[begin Task input]
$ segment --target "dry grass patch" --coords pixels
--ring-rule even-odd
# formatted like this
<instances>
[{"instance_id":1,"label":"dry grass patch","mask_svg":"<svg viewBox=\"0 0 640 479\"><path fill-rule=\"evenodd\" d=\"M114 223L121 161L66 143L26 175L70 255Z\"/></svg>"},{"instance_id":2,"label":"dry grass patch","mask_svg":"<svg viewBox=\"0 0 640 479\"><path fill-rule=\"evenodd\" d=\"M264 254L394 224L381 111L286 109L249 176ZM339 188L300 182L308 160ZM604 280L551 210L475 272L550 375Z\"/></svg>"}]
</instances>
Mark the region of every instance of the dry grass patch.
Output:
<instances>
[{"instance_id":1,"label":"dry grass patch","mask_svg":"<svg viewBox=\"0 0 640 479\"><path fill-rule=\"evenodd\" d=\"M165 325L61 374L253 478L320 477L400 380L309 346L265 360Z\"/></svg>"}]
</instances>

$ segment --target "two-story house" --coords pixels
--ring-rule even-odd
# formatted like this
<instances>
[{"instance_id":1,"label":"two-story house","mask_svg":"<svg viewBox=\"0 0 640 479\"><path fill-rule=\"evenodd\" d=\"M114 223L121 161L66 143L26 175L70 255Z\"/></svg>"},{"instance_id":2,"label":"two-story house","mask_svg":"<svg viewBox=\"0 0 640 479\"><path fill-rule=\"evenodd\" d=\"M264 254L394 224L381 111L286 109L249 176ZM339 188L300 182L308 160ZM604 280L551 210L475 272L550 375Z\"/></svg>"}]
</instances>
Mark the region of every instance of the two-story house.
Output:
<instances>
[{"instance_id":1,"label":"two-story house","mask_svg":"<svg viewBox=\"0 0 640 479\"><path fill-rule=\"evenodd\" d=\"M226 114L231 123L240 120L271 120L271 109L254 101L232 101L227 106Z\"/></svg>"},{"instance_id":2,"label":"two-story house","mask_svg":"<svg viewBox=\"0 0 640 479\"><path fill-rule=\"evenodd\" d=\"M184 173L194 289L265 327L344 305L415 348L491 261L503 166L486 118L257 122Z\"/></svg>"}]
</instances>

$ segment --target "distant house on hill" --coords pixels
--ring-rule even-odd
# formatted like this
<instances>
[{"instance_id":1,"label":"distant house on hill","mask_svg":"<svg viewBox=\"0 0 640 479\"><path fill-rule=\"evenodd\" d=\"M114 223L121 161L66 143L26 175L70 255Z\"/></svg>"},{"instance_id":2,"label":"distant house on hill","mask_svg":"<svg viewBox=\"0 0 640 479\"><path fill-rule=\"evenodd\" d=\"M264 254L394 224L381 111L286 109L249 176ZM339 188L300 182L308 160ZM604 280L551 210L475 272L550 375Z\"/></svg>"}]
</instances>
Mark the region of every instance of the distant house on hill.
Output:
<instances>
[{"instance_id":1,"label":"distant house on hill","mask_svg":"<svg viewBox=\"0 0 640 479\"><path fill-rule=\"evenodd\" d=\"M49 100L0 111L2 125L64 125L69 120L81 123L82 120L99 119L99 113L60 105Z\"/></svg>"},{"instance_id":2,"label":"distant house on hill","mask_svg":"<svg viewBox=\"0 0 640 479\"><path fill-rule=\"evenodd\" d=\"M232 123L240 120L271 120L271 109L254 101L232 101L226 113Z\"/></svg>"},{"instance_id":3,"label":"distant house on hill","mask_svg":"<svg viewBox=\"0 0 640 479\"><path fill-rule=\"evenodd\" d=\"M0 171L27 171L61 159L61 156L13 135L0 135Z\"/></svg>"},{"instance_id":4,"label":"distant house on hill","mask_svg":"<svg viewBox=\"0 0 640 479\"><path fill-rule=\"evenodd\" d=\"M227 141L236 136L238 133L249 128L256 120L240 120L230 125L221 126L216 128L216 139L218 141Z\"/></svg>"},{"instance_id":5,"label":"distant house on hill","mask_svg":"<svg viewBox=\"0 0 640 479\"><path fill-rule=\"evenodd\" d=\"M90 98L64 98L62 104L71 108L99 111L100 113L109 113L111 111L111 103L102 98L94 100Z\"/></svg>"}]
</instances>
[end Task input]
— Written instruction —
List each line of the material above that contains the word "Mark", copying the whole line. Uppercase and lowercase letters must match.

— Exercise output —
Mark the region of every instance of the dry grass patch.
Mark the region of every instance of the two-story house.
Mark the region of every instance of the distant house on hill.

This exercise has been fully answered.